This week, research outfit Epoch published an analysis exploring AI compute growth towards 2030. Their findings suggest many thousand-fold increases are possible, but not without constraints.
At ExoBrain, we focus on three key drivers of AI progress: compute, data, and algorithms. Compute powers the training of ever-larger and more numerous models. Data fuels these models with knowledge. Algorithms determine how effectively models learn and operate. Epoch’s analysis aligns with our view, deep diving into the compute aspect and its potential constraints.
Epoch outlines several trajectories for AI scaling. The most constrained scenario, hampered mainly by energy supply limitations, suggests 5,000 to 150,000-fold increases (from GPT-4 scale AI levels) by 2030. Their upper bound, limited mostly by the fundamentals of data transfer and latency, envisions a 10-million-fold increase. The Epoch team’s central conclusion is striking “…by 2030 it will be very likely possible to train models that exceed GPT-4 in scale to the same degree that GPT-4 exceeds GPT-2 in scale” (a 10,000-fold increase).

• Prompt: Continue the article on AI compute growth toward 2030, starting after its last sentence. The lines that come next are separate from the article on AI compute growth.

• Material supplied:

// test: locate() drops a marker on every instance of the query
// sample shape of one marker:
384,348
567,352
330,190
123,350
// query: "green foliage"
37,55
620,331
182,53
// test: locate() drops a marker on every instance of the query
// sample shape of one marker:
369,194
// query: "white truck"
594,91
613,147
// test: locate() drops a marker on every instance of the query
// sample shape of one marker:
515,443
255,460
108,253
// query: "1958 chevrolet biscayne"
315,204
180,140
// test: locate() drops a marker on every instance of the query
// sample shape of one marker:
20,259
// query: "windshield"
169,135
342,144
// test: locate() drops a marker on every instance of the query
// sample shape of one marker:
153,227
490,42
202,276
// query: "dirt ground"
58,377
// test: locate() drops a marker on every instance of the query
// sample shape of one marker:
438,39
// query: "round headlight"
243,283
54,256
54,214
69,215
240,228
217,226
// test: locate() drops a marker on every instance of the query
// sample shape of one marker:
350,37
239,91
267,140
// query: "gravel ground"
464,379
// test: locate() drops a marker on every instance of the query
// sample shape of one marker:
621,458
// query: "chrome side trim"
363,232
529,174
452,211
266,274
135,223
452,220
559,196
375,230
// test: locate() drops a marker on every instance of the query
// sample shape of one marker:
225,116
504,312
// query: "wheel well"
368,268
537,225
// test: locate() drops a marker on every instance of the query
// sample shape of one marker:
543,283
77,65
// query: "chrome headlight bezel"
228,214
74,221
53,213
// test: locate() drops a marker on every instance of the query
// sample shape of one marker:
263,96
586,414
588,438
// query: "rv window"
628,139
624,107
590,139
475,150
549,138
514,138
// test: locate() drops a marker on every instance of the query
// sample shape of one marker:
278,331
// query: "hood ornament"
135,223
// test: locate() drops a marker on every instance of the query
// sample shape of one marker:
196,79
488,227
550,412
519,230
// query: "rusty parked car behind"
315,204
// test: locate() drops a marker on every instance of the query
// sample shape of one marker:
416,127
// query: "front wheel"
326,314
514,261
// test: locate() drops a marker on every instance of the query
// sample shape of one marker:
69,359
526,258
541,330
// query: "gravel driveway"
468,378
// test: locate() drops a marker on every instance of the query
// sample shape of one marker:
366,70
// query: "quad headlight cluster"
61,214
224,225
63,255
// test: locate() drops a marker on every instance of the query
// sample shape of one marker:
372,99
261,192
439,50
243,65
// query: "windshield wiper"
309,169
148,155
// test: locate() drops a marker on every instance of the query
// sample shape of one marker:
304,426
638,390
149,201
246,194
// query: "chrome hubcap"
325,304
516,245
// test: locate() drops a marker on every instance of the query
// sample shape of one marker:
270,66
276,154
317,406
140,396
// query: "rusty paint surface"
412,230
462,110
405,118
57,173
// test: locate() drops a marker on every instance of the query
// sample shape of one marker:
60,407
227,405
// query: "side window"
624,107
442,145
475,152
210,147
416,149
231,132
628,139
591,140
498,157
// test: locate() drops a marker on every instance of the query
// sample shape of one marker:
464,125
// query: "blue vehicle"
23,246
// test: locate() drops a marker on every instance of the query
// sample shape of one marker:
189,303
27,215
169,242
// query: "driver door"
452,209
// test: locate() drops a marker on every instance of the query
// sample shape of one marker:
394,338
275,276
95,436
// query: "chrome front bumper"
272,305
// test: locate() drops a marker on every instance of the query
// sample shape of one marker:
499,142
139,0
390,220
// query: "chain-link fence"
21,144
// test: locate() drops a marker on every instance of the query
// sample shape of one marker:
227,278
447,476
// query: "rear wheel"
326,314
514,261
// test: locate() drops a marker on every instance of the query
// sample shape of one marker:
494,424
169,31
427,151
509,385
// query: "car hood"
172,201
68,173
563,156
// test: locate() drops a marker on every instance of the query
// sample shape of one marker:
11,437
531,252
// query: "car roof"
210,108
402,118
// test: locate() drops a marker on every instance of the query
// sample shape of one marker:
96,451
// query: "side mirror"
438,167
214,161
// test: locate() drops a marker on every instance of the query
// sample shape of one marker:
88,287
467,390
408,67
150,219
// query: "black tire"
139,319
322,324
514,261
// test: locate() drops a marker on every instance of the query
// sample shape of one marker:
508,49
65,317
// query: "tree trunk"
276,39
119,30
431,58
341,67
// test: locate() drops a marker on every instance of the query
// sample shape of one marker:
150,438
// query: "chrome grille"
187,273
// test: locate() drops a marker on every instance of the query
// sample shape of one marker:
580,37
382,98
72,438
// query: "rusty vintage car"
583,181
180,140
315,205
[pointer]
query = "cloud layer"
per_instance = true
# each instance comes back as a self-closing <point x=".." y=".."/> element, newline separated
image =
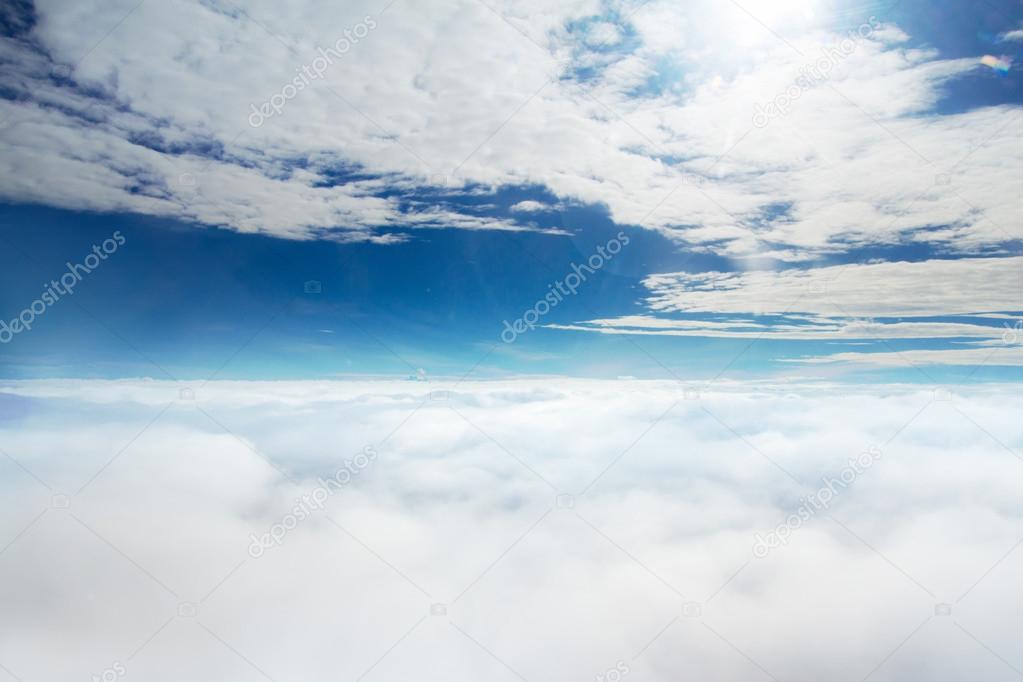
<point x="130" y="507"/>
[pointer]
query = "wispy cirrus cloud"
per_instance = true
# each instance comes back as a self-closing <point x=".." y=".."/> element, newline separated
<point x="582" y="106"/>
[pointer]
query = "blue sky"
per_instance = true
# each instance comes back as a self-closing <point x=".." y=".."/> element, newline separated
<point x="866" y="231"/>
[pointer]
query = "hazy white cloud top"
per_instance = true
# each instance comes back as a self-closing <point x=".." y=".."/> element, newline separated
<point x="501" y="531"/>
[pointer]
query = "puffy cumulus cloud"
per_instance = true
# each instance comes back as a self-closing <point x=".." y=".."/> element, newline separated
<point x="129" y="513"/>
<point x="651" y="109"/>
<point x="854" y="302"/>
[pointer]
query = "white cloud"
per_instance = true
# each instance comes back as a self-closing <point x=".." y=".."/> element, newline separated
<point x="457" y="499"/>
<point x="530" y="206"/>
<point x="936" y="299"/>
<point x="427" y="98"/>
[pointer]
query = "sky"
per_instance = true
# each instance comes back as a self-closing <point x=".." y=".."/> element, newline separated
<point x="480" y="339"/>
<point x="811" y="190"/>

• Response to the task:
But power constraints loom large. Bigger systems will require a leap from current 1-5 GW single location facilities to 40+ GW through distributed systems, potentially achievable by Google who have a network of datacentres across the US. Chip manufacturing is another near-term constraint. TSMC and others could theoretically ramp up to produce hundreds of millions of H100-equivalent GPUs, but this will require continued expansion of semiconductor fabrication capacity. Data availability presents another hurdle, with 2030 models potentially requiring up to 20 quadrillion effective tokens for training, more than most can envisage securing in the near-term.
Epoch also describes a “latency wall” concept, the ultimate constraint. As models grow, the minimum time to process a single datapoint increases. They estimate this would kick in at the largest scales of AI systems, highlighting the need for innovative solutions in model design and hardware architecture. This latency accumulates across the model’s layers and training iterations, potentially setting an upper bound on model size and training data for a given timeframe.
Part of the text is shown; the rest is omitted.